:: Information supplied ::
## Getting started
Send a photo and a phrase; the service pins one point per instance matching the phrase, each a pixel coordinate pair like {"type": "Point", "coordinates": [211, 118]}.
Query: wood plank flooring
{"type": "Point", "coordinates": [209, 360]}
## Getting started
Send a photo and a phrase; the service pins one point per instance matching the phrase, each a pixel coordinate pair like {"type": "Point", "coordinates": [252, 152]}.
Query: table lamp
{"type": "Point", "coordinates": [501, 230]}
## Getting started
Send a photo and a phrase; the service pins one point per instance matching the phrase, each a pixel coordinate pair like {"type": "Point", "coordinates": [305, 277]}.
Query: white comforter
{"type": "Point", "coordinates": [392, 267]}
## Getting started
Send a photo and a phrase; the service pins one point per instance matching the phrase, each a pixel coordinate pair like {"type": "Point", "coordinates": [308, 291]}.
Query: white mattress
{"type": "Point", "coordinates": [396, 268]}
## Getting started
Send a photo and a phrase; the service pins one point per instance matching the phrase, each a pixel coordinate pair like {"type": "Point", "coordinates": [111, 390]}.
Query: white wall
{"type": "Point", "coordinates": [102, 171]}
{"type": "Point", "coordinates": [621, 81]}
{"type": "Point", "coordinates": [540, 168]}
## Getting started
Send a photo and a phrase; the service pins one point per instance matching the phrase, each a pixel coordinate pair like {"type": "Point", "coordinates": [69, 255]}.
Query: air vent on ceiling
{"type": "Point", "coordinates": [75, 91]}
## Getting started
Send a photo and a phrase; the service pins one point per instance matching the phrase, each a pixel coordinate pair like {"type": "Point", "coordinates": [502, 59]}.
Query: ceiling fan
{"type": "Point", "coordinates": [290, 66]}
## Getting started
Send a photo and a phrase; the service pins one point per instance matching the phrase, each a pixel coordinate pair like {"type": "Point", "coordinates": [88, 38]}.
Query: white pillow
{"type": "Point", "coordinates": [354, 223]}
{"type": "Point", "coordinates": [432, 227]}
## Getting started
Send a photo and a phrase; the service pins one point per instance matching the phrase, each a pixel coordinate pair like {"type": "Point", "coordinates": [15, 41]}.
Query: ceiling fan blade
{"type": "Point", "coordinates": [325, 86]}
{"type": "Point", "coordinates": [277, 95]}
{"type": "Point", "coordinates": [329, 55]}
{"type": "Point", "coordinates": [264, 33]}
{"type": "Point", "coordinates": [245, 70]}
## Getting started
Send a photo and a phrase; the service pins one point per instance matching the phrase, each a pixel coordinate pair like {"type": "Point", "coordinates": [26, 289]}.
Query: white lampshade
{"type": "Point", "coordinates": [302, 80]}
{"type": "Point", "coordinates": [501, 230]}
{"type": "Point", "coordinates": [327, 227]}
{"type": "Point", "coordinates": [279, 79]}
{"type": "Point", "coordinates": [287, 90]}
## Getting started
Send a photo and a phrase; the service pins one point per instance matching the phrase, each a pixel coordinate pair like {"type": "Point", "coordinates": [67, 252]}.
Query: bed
:::
> [Task statement]: Count the lines in the listing that contain the string "ceiling", with case significant, and reply with only the number.

> [Response to this exercise]: 3